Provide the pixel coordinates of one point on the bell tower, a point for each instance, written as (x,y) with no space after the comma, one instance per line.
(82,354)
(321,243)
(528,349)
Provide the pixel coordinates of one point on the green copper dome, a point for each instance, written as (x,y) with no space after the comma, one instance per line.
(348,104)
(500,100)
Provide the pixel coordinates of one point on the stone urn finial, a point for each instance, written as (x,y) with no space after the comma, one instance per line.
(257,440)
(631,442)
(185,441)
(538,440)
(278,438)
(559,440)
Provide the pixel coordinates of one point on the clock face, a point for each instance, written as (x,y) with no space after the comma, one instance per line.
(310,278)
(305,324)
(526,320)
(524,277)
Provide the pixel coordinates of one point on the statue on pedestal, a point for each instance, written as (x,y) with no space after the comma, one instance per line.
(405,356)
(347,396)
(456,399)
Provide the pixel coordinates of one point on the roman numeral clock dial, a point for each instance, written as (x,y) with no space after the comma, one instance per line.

- - -

● **TO BE DONE**:
Copy every row above character for character, in the same order and with the same line breaks.

● **ANSWER**:
Provide the pixel coordinates of one point on the bell tower, a point for each instance, written as (x,y) with no space after the comma, one instance per line.
(82,354)
(321,243)
(528,349)
Provide the pixel coordinates of one point on the green copper dome, a point for each instance, written as (x,y) with no space after the comma, one instance per line.
(348,104)
(500,100)
Provide the pixel coordinates of one point on the stone urn finial, a point for each instance, written as (x,y) with no space after the comma, one instance per line.
(257,440)
(631,442)
(185,441)
(538,440)
(278,438)
(559,440)
Provide the pixel coordinates of one point on the clock face, a point for each instance, written as (x,y) with no space after the comma, one instance per line.
(310,278)
(305,324)
(526,320)
(524,277)
Provide the pixel coordinates of one point on the statue on pedestal, a point for each instance, written as (x,y) with no space after the comma, one instance per line.
(405,356)
(347,396)
(456,399)
Provide the pixel coordinates of one point on the roman numeral clock dial, a point for each instance, written as (x,y) with no space after the comma, one instance per line.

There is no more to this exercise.